- Perguntas a responder -
1. As afirmações a seguir concordam com o trecho sobre a portaria da vacinação? Responda sim ou não a cada uma e cite as palavras do trecho que decidem: (a) ontem houve 98 mortes; (b) foram identificados cerca de 13.800 novos casos; (c) a portaria foi editada por um governo estadual.
2. Escreva a continuação do trecho sobre a portaria da vacinação, começando depois da última frase apresentada.

A portaria que o governo federal editou ontem, caracterizando como “prática discriminatória” para fins de relação jurídica de trabalho exigir o empregador que o empregado comprove tenha se vacinado contra o “Covid”, surge em uma realidade bem distinta daquela que existia ao tempo em que dois importantes fatos ocorreram: a entrada em vigor da lei federal 13.979/2020, e o julgamento pelo STF acerca dessa mesma lei.
Com efeito, chegamos em um momento em que o número de mortes por “Covid” diminuiu consideravelmente, assim como o número de novos casos. Ontem, por exemplo, foram 98 mortes, que representa o número mais baixo de mortes desde 11 de abril de 2020. Cerca de 3.800 novos casos foram identificados, um número bastante distante daquele registrado no ápice da pandemia.
Essas circunstâncias da realidade material subjacente devem ser consideradas, nomeadamente quando se está a analisar a questão das medidas restritivas que podem ser adotadas contra quem decidiu não se vacinar, invocando o direito de liberdade, em confronto com a posição jurídico-estatal, em um conflito de direitos para o desimplicar do qual se torna indispensável analisar as circunstâncias específicas trazidas pela realidade ao tempo em que se está a analisar o conflito entre direitos.

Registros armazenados
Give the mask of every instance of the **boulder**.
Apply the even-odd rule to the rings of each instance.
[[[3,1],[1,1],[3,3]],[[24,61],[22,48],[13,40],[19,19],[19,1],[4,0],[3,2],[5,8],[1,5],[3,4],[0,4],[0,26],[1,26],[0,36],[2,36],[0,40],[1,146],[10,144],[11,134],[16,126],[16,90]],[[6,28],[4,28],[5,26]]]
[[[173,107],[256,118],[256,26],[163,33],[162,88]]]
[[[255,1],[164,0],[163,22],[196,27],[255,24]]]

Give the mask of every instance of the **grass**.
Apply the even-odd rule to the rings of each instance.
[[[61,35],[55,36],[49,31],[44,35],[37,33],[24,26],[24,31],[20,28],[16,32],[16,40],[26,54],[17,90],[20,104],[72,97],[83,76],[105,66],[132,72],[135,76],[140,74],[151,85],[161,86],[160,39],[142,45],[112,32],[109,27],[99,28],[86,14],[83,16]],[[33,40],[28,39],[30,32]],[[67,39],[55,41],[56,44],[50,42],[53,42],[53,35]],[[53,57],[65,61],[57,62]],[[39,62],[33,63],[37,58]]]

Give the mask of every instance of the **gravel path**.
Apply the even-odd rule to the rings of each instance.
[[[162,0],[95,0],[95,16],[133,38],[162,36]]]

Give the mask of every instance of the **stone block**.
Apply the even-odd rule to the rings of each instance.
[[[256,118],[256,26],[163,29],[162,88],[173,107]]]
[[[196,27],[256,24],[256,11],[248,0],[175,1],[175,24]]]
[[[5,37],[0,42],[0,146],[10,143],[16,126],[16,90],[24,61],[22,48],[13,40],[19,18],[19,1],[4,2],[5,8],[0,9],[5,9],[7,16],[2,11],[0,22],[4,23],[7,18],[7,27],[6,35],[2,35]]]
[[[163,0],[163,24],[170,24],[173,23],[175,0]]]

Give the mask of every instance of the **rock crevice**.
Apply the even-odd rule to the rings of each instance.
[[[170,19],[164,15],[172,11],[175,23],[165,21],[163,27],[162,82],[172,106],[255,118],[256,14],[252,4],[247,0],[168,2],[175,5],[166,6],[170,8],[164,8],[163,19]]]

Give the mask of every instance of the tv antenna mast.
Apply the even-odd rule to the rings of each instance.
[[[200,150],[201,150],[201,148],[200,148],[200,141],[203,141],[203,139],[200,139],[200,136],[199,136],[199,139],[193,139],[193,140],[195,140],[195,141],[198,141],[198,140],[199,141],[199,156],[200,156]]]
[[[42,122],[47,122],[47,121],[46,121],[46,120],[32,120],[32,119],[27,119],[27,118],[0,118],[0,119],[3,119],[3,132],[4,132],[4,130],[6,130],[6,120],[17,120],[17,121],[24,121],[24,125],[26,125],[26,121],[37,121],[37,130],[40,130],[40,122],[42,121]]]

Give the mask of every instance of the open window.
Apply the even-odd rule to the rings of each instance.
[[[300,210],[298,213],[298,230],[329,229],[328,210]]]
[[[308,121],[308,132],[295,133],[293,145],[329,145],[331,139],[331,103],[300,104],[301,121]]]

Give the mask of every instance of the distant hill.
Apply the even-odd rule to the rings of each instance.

- Respostas por tarefa -
1.
(a) Sim: "Ontem, por exemplo, foram 98 mortes".
(b) Não: "Cerca de 3.800 novos casos foram identificados".
(c) Não: "A portaria que o governo federal editou ontem".

2.
Destarte, se noutros momentos da pandemia poder-se-ia justificar que medidas mais restritivas pudessem ser adotadas, agora o quadro fático-jurídico modificou-se de modo expressivo, considerando os números da pandemia no Brasil. Uma medida restritiva, desde há muito ensina ROBERT ALEXY, deve guardar uma relação de natureza lógico-jurídica com a importância do bem jurídico tutelado. Assim, quanto mais grave uma medida restritiva, maior deve ser a importância do bem que se queira proteger por meio da medida restritiva. A demissão de um empregado, por exemplo, é uma medida evidentemente grave, sobretudo pela importância do emprego em nossa combalida realidade econômico-trabalhista, e dada a gravidade desse tipo de medida, há que se identificar uma justa e proporcional razão que a legitime.
Além disso, é sempre necessário enfatizar que, em uma colisão entre direitos, é sempre melhor buscar a harmonização entre os direitos em conflito, em lugar de se impor o sacrifício a um deles.
Em tendo a realidade se modificado, a ponderação entre os interesses em conflito deve considerar essa mudança.